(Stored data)
------------------------------

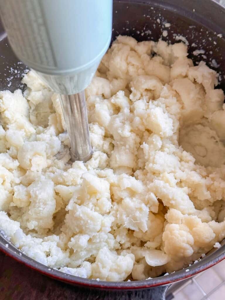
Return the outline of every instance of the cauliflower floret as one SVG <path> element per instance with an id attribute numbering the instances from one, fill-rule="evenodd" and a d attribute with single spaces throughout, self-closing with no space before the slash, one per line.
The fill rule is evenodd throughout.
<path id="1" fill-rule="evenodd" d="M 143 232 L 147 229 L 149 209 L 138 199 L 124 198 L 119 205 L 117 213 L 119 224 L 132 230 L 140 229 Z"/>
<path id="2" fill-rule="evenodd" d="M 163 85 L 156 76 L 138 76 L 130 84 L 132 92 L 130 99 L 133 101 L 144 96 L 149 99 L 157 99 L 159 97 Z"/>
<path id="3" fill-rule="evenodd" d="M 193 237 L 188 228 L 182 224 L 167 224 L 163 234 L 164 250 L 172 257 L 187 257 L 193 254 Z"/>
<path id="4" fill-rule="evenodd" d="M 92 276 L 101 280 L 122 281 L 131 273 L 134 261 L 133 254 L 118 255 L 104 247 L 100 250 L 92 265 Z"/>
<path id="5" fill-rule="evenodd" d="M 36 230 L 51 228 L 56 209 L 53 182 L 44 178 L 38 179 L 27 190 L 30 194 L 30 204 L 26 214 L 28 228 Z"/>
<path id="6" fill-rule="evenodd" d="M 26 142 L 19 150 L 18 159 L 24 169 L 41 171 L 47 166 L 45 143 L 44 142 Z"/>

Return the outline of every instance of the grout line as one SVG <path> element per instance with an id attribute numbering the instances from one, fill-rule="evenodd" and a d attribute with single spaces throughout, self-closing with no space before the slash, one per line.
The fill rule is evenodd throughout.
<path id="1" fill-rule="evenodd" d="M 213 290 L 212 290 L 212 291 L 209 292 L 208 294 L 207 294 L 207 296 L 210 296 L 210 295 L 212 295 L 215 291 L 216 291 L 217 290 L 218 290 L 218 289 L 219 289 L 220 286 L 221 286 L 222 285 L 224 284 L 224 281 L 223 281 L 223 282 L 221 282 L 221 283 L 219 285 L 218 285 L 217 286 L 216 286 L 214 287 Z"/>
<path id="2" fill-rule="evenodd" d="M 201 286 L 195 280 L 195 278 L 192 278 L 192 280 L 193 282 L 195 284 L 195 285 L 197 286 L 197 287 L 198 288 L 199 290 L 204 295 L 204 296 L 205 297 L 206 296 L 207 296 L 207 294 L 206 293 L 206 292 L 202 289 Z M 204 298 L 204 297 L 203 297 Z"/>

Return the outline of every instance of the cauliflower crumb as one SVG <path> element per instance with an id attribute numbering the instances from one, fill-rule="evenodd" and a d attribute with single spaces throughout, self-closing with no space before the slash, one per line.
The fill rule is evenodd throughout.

------------------------------

Output every line of the data above verbatim, omitting the pictures.

(Task result)
Return the outline of every instance of the cauliflower floret as one SVG <path> element per instance with an id attribute numbering the instances from one, fill-rule="evenodd" and a d attribute with single spaces throughout, self-closing with no space before the slash, one per line.
The fill rule is evenodd throughout.
<path id="1" fill-rule="evenodd" d="M 143 232 L 147 229 L 149 209 L 138 199 L 124 198 L 119 205 L 117 213 L 119 224 L 132 230 L 140 229 Z"/>
<path id="2" fill-rule="evenodd" d="M 163 85 L 156 76 L 138 76 L 130 84 L 132 92 L 130 99 L 133 101 L 144 96 L 149 99 L 157 99 L 159 97 Z"/>
<path id="3" fill-rule="evenodd" d="M 193 237 L 188 228 L 182 224 L 167 224 L 163 234 L 164 250 L 172 257 L 187 257 L 193 254 Z"/>
<path id="4" fill-rule="evenodd" d="M 92 276 L 101 280 L 122 281 L 131 273 L 134 261 L 133 254 L 118 255 L 104 247 L 100 250 L 92 265 Z"/>
<path id="5" fill-rule="evenodd" d="M 36 230 L 51 228 L 56 209 L 53 182 L 44 178 L 38 179 L 27 190 L 30 194 L 30 204 L 26 214 L 28 228 Z"/>
<path id="6" fill-rule="evenodd" d="M 26 142 L 19 150 L 18 159 L 24 169 L 41 171 L 47 166 L 45 143 L 44 142 Z"/>

Return the outline of every instance of the grout line as one SVG <path> element per instance with an id attribute numbering the instances from one, fill-rule="evenodd" and a d attribute with single spaces throughout, self-closing with no space before the slash, one per line.
The fill rule is evenodd throughout.
<path id="1" fill-rule="evenodd" d="M 213 290 L 212 290 L 212 291 L 209 292 L 208 294 L 207 294 L 207 296 L 210 296 L 210 295 L 212 295 L 215 291 L 216 291 L 217 290 L 218 290 L 218 289 L 219 289 L 220 286 L 221 286 L 222 285 L 224 284 L 224 281 L 223 281 L 223 282 L 221 282 L 221 283 L 219 285 L 218 285 L 217 286 L 216 286 L 214 287 Z"/>
<path id="2" fill-rule="evenodd" d="M 201 286 L 195 280 L 195 278 L 192 278 L 192 280 L 193 282 L 195 284 L 195 285 L 197 286 L 197 287 L 198 288 L 199 290 L 204 295 L 204 296 L 205 297 L 206 296 L 207 296 L 207 294 L 206 293 L 206 292 L 202 289 Z M 204 298 L 204 297 L 203 297 Z"/>

Return the outline of every instance of the cauliflower crumb as one SVG <path> element per instance with an id attribute numbering the instances from one, fill-rule="evenodd" and a d attribute with single spaces throughout, self-closing with no space before the slash, one per line.
The fill rule is evenodd throughout.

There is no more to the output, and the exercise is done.